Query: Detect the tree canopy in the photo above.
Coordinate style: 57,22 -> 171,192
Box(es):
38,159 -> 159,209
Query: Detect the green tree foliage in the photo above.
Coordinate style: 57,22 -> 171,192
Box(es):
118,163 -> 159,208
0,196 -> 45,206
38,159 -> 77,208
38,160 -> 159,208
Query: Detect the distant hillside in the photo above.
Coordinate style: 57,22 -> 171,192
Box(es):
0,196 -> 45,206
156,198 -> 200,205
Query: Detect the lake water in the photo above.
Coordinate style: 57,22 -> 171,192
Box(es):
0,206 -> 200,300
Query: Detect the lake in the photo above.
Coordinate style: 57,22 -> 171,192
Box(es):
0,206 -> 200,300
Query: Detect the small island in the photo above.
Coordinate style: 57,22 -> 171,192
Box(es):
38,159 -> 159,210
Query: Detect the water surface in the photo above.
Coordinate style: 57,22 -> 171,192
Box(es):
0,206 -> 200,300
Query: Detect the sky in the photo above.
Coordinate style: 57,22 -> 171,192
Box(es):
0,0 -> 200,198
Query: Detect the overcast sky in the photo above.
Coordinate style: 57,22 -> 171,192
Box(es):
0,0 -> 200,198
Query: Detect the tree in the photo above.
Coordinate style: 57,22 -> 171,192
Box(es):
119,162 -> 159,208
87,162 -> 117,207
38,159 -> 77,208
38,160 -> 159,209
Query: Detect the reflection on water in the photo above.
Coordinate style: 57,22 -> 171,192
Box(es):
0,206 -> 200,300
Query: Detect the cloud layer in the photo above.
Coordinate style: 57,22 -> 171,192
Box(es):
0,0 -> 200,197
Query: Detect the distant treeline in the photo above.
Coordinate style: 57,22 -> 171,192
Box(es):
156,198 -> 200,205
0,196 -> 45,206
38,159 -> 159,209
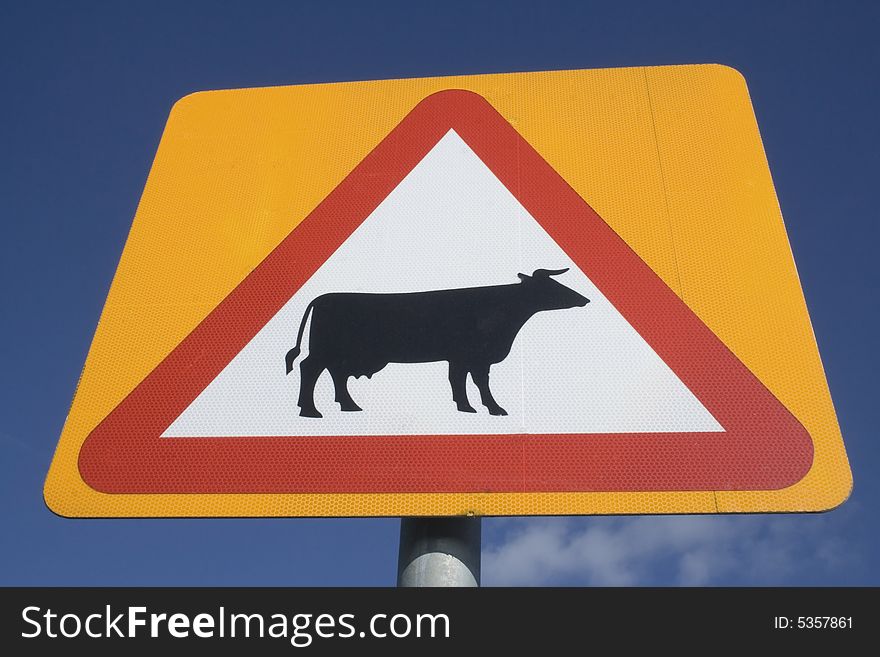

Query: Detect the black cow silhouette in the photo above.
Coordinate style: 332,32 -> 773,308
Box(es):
285,269 -> 590,417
____________
#### STATED PROBLEM
Please write out every line of the material above as a numbered list, skipping blank lines and leaving out the pictures.

#### SOLUTION
1. Query: Detect the tree canopy in the photo above.
2. Coordinate style: 57,22 -> 171,192
3. Box(es):
4. 38,159 -> 159,209
5. Query: Detect the green tree foliage in the photo above.
6. Coordinate style: 57,22 -> 171,192
7. Box(es):
8. 118,163 -> 159,208
9. 0,196 -> 45,206
10. 38,159 -> 77,208
11. 38,160 -> 159,208
12. Query: Detect the distant hillside in the photo above.
13. Coordinate style: 57,22 -> 171,192
14. Box(es):
15. 0,196 -> 45,206
16. 156,198 -> 200,205
17. Query: Detect the lake water in the photo above.
18. Coordinate style: 57,22 -> 171,192
19. Box(es):
20. 0,206 -> 200,300
21. Query: Detect the lake in the photo above.
22. Coordinate style: 57,22 -> 171,192
23. Box(es):
24. 0,206 -> 200,300
25. Query: Detect the small island in the photo above.
26. Coordinate style: 57,22 -> 171,192
27. Box(es):
28. 38,159 -> 159,210
29. Query: Detect the water surface in the photo above.
30. Coordinate style: 57,22 -> 171,192
31. Box(es):
32. 0,206 -> 200,300
33. Query: Detect the sky in the photo above.
34. Coordinate style: 57,22 -> 171,192
35. Box(es):
36. 0,0 -> 200,198
37. Query: Detect the overcast sky in the photo above.
38. Coordinate style: 57,22 -> 171,192
39. Box(es):
40. 0,0 -> 200,198
41. Query: Detect the tree in the photo above.
42. Coordinate style: 57,22 -> 171,192
43. Box(es):
44. 119,162 -> 159,208
45. 87,162 -> 117,207
46. 38,159 -> 77,208
47. 38,160 -> 159,209
48. Query: Detect the reflection on water in the photo above.
49. Coordinate style: 57,22 -> 171,192
50. Box(es):
51. 0,206 -> 200,300
52. Query: Detect the cloud layer in the photo above.
53. Coordinate style: 57,22 -> 171,192
54. Box(es):
55. 0,0 -> 200,197
56. Query: Detect the distant treeline in the photo above.
57. Coordinate style: 57,22 -> 171,192
58. Box(es):
59. 156,198 -> 200,205
60. 0,196 -> 45,206
61. 38,159 -> 159,209
62. Query: Detect the black cow silhouette in the photo above.
63. Coordinate style: 332,32 -> 773,308
64. Box(es):
65. 285,269 -> 590,417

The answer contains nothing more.